▶ [TASK INSTRUCTIONS]: Exclude the pictures and reproduce the remaining data exactly as written.

▶ [DATASET CONTENT]:
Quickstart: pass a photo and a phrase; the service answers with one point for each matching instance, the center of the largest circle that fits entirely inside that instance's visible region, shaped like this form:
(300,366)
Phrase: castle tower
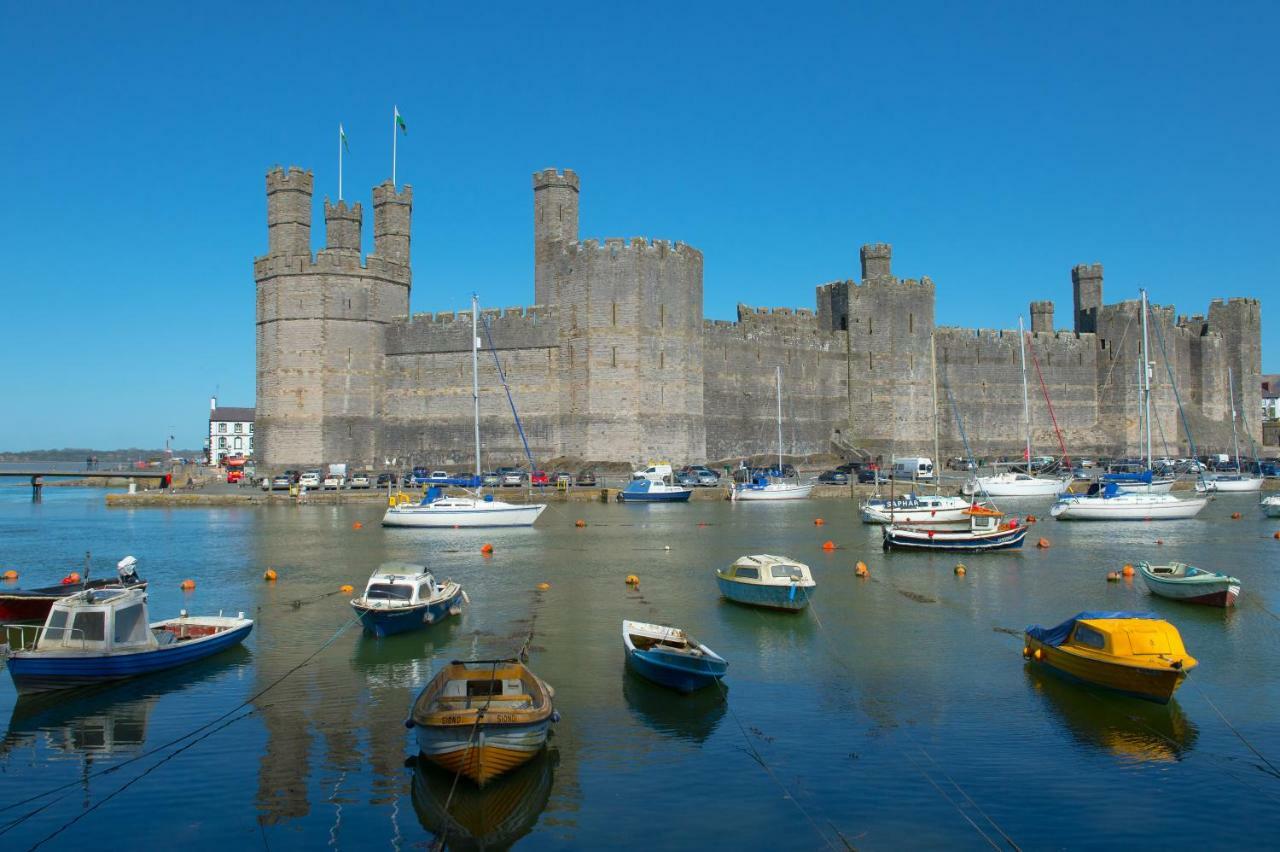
(1087,294)
(1042,317)
(877,262)
(342,227)
(288,211)
(393,213)
(554,227)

▶ [RESPONSE]:
Quickstart: pass a photo and a phrase; the service answers with one point for each matching instance, the center of the largest circle that fits entirely inside that instance's visible region, shaped like this form:
(300,366)
Phrase: castle tower
(1087,294)
(1042,317)
(877,262)
(342,227)
(288,211)
(393,213)
(554,227)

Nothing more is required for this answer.